=== Source extract ===

# Homework10

Exercises with text processing and NLP modeling

## Goals

- Understand similarities and differences between the processes of working with text, images and tabular data
- Practice with different methods of encoding and modeling text data
- See different methods for extracting information or patterns from text datasets

### Setup

Run the following 2 cells to import all necessary libraries and helpers for this homework.

In [1]:
!wget -q https://github.com/PSAM-5020-2025S-A/5020-utils/raw/main/src/data_utils.py
!wget -q https://github.com/PSAM-5020-2025S-A/5020-utils/raw/main/src/text_utils.py

In [2]:
import matplotlib.cm as cm
import matplotlib.pyplot as plt

from sklearn.cluster import KMeans
from sklearn.decomposition import PCA
from sklearn.feature_extraction.text import CountVectorizer, TfidfVectorizer

from data_utils import display_silhouette_plots, object_from_json_url
from text_utils import get_top_words

You can tell it's gonna be a good homework from the number of imports.
# 🙃

## Have protein, need seasoning

Let's create a model to help us season our foods. In the end, what we want is a model that receives a short list of ingredients and returns a list of seasonings or complementary ingredients for our original ingredients list.

In order to do that we need a dataset of recipes. We'll load that into a text dataset where each recipe is a document and the ingredients are our document *tokens*.

Let's take a look at the recipe dataset and become familiar with the data and how it's organized.

We'll load our recipes and do a bit of exploratory data analysis to look for patterns first to see if this kind of modeling makes any sense.

### Load Data

Here's our dataset. Let's load it into an object for inspection:

In [3]:
DATAPATH = "https://raw.githubusercontent.com/PSAM-5020-2025S-A/5020-utils/refs/heads/main/datasets/text/recipes"
recipes_obj = object_from_json_url(f"{DATAPATH}/recipes_min16.json")

### Look at Data

How's the data organized?

=== Data extracts ===

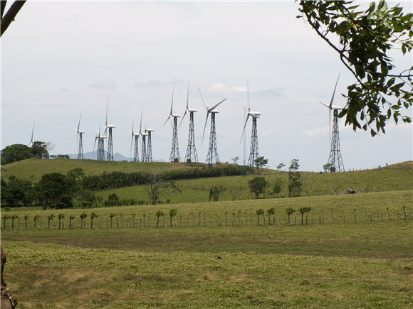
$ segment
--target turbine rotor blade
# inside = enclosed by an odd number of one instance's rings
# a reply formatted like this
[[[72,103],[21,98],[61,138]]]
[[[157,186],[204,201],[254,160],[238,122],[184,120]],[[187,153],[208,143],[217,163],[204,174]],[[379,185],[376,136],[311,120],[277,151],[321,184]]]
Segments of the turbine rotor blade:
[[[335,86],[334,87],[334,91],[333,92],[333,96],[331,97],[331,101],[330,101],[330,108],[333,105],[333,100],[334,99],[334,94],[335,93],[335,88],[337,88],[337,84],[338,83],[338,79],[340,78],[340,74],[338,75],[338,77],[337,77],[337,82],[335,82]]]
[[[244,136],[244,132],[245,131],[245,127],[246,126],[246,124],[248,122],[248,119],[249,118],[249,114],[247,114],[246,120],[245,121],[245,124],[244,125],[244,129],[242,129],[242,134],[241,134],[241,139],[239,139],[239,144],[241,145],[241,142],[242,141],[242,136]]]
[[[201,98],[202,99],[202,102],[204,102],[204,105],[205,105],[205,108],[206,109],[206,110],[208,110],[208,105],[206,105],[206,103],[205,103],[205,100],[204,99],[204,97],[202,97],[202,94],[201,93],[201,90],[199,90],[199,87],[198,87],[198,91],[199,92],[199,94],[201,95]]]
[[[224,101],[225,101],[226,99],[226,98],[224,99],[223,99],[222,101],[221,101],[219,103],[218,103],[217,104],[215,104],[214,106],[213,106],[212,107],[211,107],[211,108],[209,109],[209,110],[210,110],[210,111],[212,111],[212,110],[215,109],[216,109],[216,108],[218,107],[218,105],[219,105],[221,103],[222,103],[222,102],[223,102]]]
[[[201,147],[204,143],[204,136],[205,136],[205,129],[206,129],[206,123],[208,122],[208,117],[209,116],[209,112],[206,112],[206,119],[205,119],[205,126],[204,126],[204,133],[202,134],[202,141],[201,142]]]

===
=== Data extracts ===

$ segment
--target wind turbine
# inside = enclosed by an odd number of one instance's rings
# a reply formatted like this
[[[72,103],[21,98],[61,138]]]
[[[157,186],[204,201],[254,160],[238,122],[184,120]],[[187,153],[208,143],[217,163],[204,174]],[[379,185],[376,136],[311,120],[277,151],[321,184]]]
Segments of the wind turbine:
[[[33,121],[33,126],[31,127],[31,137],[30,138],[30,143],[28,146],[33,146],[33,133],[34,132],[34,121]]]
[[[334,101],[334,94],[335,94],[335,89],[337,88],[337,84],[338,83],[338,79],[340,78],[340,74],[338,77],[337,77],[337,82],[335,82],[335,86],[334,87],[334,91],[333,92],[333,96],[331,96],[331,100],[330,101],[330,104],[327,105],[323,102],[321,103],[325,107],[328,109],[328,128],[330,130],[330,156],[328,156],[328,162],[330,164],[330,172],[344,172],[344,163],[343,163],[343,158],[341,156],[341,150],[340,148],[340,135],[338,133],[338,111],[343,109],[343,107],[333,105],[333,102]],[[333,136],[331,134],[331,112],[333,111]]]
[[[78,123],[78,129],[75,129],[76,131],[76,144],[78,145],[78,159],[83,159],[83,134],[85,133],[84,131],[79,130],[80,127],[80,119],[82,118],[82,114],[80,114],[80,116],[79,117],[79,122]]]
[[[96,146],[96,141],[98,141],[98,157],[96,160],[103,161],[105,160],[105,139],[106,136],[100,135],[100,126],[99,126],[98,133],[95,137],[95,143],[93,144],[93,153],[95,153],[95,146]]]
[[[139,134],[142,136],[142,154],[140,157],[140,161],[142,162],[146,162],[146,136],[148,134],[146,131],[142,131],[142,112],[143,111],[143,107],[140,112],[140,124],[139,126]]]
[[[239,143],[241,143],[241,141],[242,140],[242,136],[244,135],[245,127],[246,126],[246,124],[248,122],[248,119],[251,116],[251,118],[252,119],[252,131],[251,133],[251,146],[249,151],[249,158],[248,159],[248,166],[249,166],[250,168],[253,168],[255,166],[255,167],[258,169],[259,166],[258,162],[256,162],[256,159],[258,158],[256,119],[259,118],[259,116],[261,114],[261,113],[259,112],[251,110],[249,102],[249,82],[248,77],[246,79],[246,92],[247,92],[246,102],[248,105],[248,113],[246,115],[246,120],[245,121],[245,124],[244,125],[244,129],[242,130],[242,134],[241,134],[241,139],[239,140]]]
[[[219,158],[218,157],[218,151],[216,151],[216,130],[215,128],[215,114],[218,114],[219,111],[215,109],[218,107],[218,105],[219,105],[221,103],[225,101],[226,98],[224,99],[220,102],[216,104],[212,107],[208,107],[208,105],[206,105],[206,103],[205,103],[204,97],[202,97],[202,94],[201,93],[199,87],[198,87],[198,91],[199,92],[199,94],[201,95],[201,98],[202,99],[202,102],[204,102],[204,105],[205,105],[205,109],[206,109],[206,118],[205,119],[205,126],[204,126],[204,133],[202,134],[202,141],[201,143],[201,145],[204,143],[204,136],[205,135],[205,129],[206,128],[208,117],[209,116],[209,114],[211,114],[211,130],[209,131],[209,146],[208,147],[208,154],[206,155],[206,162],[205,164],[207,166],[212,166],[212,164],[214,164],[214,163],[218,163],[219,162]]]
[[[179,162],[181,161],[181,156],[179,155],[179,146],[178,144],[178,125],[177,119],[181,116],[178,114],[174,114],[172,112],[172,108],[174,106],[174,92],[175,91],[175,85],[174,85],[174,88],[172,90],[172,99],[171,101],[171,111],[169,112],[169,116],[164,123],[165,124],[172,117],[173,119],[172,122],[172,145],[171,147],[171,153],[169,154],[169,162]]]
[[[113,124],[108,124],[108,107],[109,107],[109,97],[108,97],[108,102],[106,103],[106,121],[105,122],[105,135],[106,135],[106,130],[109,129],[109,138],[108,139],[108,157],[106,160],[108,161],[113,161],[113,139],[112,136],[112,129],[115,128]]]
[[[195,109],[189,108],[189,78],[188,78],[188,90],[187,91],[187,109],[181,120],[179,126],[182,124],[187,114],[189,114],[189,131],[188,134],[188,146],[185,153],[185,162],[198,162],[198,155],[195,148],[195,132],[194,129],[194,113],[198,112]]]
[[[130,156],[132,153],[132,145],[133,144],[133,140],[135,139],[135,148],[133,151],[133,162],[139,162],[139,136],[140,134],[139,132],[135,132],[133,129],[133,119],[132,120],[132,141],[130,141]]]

===
=== Data extracts ===

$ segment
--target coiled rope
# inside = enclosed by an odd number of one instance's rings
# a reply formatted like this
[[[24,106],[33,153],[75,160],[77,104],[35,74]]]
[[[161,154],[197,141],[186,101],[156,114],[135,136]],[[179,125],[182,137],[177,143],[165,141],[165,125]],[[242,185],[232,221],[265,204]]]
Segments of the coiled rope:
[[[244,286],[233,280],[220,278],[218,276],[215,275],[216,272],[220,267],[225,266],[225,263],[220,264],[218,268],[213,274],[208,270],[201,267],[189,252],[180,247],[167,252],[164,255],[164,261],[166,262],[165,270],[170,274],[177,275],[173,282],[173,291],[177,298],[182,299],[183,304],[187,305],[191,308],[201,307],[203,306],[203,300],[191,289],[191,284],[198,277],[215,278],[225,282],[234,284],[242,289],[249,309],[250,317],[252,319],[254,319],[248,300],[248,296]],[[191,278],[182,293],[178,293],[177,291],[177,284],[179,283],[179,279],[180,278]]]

===

> _What is needed_: Copy the homework text from the words "from data_utils import" through "our document *tokens*.", swapping each "model" for "system".

> _The completed task_:
from data_utils import display_silhouette_plots, object_from_json_url
from text_utils import get_top_words

You can tell it's gonna be a good homework from the number of imports.
# 🙃

## Have protein, need seasoning

Let's create a system to help us season our foods. In the end, what we want is a system that receives a short list of ingredients and returns a list of seasonings or complementary ingredients for our original ingredients list.

In order to do that we need a dataset of recipes. We'll load that into a text dataset where each recipe is a document and the ingredients are our document *tokens*.